ACTION ITEM A - Return the passage of the blog excerpt on fiscal myopia from "4. British floods" to "to foreign aid.", copied word for word.
ACTION ITEM B - According to the blog excerpt on fiscal myopia, on what date did the Burnett Institute researchers publish their pre-print in The Lancet?
ACTION ITEM C - Decide whether each statement agrees with the blog excerpt on fiscal myopia, and support each decision with the deciding words from it. (i) The Burnett Institute is in Melbourne. (ii) The post about British flooding is dated June 10, 2015. (iii) The pre-print reports that N95 masks for staff are cost-effective in reducing COVID-19 hospital-acquired infections.

GIVEN TEXT -
I regularly scan research output from disciplines other than economics that I think impacts on economic matters. On April 17, 2024, a new study from medical researchers at the Burnett Institute in Melbourne, working with staff at the Department of Health and Human Services, in Victoria published a pre-print in The Lancet – Admission Screening Testing of Patients and Staff N95 Masks are Cost-Effective in Reducing COVID-19 Hospital Acquired Infections – which continues to show that public health policy in Australia is failing and part of that failure is the myopia that ‘sound finance’ principles engenders. I have written before about this myopia where governments think they need to cut back on spending because they are ‘short’ of funding and end up having to spend more over time because the initial spending cuts cause massive (and predictable) problems. We have seen this phenomenon in many situations (several cases are cited below). This new research puts an end in my view to the debates about hospital and more general health practices in the Covid era and exposes how the lack of political leadership, a refusal to fund public education, and poor hospital practices – mostly due to alleged funding shortfalls – have turned Australian hospitals into death zones. And while the authorities are telling the public they are ‘saving taxpayers’ money’ the reality is that the pubic outlays to deal with the problems they are creating by this austerity will be multiples of what would be required to implement sound policy now and avoid those longer-term problems.

There are countless examples now of this type of neoliberal myopia and I have covered them in these blog posts (among others) over many years of study:

1. More privatisation myopia (March 22, 2021) – privatisation of world-leading vaccine producer in Australia.

2. Neoliberal myopia strikes again (December 16, 2020) – long-term impacts of cuts in health infrastructure.

3. Mental illness and homelessness – fiscal myopia strikes again (January 5, 2016) – housing and homelessness.

4. British floods demonstrate the myopia of fiscal austerity (January 4, 2016) – British flooding

5. The myopia of fiscal austerity (June 10, 2015) – British canal rat infestation and collapse of Manchester sewers.

6. The myopia of neo-liberalism and the IMF is now evident to all (October 8, 2014) – long-term income losses from austerity.

7. Myopic meanness – Australia’s ODA cuts to its neighbours in the Pacific (April 5, 2022) – loss of strategic geopolitical position due to cuts to foreign aid.

8. Australia’s bushfire dystopia – another entry for the neoliberal report card (January 9, 2020) – refusal to fund climate transition and bushfire damage.

The research paper I cited in the introduction comes from the – Burnett Institute – which is a world-leading medical research group that “combines medical research in the laboratory and the field, with public health action to address major health issues affecting disadvantaged communities in Australia, and internationally.”

DATA SECTION -
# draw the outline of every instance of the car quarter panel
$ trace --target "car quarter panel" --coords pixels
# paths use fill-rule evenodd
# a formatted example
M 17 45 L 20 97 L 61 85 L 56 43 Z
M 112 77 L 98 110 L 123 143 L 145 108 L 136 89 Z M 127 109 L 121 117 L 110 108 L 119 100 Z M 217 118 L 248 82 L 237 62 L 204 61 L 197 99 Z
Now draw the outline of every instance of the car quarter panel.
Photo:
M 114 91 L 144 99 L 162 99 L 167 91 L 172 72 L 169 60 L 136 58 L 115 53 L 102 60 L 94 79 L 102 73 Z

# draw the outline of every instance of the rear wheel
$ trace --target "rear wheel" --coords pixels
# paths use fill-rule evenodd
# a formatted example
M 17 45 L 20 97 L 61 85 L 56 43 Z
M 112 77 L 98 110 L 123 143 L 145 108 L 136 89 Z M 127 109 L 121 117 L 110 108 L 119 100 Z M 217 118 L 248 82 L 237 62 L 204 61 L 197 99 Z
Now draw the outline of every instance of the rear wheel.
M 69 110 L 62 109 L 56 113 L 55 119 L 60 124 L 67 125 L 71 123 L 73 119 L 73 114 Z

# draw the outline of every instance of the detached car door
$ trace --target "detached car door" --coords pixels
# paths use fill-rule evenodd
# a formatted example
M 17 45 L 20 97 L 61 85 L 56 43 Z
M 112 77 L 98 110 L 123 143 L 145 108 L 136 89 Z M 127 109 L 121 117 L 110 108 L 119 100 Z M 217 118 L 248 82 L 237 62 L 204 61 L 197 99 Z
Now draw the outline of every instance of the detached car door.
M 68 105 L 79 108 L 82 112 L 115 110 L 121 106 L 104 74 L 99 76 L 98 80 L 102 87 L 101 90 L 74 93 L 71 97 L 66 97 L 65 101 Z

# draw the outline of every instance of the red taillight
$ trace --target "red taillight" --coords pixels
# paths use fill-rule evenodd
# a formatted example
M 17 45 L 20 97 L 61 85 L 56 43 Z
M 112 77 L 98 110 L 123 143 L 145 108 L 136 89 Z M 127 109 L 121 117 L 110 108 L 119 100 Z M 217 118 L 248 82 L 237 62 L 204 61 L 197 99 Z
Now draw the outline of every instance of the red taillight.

FINAL ANSWER A -
4. British floods demonstrate the myopia of fiscal austerity (January 4, 2016) – British flooding

5. The myopia of fiscal austerity (June 10, 2015) – British canal rat infestation and collapse of Manchester sewers.

6. The myopia of neo-liberalism and the IMF is now evident to all (October 8, 2014) – long-term income losses from austerity.

7. Myopic meanness – Australia’s ODA cuts to its neighbours in the Pacific (April 5, 2022) – loss of strategic geopolitical position due to cuts to foreign aid.

FINAL ANSWER B - April 17, 2024.

FINAL ANSWER C -
(i) Yes: "medical researchers at the Burnett Institute in Melbourne"
(ii) No: "British floods demonstrate the myopia of fiscal austerity (January 4, 2016)"
(iii) Yes: "Admission Screening Testing of Patients and Staff N95 Masks are Cost-Effective in Reducing COVID-19 Hospital Acquired Infections"